[Start of section]
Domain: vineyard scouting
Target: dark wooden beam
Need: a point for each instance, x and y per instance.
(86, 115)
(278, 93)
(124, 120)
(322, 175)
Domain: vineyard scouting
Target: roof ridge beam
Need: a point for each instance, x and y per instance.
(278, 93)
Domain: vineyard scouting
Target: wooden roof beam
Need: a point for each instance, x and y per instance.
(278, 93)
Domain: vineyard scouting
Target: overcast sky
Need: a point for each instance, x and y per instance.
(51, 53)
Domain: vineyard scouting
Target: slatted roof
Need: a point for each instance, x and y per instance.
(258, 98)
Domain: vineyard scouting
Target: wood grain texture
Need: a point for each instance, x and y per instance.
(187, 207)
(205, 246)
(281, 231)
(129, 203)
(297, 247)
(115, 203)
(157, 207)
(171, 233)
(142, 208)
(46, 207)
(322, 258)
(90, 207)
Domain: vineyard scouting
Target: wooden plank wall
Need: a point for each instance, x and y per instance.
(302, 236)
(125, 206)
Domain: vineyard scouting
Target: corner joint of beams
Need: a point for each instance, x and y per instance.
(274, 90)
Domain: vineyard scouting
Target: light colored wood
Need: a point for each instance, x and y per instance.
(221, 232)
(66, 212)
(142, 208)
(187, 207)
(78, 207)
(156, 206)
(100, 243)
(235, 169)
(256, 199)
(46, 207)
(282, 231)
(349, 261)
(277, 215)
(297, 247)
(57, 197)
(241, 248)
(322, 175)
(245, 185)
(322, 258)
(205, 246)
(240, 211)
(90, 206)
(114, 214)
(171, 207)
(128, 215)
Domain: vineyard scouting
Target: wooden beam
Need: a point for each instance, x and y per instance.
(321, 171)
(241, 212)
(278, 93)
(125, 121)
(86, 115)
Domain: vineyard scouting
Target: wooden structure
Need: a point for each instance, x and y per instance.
[End of section]
== WORK INSTRUCTION ==
What's required is that all of the material be returned exactly.

== WRITTEN REPLY ==
Domain: vineyard scouting
Target: dark wooden beam
Need: a point for each instance, x and y per instance.
(86, 115)
(278, 93)
(124, 120)
(322, 175)
Domain: vineyard scouting
Target: roof ridge beam
Need: a point for each instance, x and y per instance.
(278, 93)
Domain: vineyard scouting
Target: wooden roof beam
Need: a point for each instance, x and y per instance.
(278, 93)
Domain: vineyard scouting
Target: overcast sky
Need: a point for each instance, x and y per instance.
(51, 53)
Domain: vineyard scouting
Target: slatted roof
Need: a point for each instance, x and y per instance.
(258, 98)
Domain: vineyard scouting
Target: wood grain texture
Need: a point for each instance, x and y per instance.
(187, 207)
(205, 246)
(281, 231)
(129, 203)
(297, 247)
(115, 203)
(157, 207)
(171, 233)
(142, 208)
(46, 207)
(322, 258)
(90, 207)
Domain: vineyard scouting
Target: wooden plank wall
Need: a point for each instance, x and y per instance.
(302, 236)
(125, 206)
Domain: vineyard scouting
Target: corner joint of beams
Need: a point for each instance, x and y per instance.
(274, 90)
Domain: vineyard scouting
Target: light colored wood
Need: a point for each instance, x and y per instance.
(221, 232)
(66, 212)
(142, 208)
(187, 207)
(78, 207)
(156, 206)
(100, 243)
(235, 169)
(256, 199)
(46, 207)
(282, 231)
(349, 261)
(277, 215)
(297, 247)
(57, 197)
(241, 248)
(322, 175)
(245, 185)
(322, 258)
(205, 246)
(240, 211)
(90, 206)
(114, 214)
(171, 207)
(128, 215)
Domain: vineyard scouting
Target: wooden beam
Need: a point for each instance, x and y per instance.
(321, 171)
(241, 212)
(278, 93)
(125, 121)
(86, 115)
Domain: vineyard scouting
Target: wooden structure
Need: a point for each instance, x and y per instance.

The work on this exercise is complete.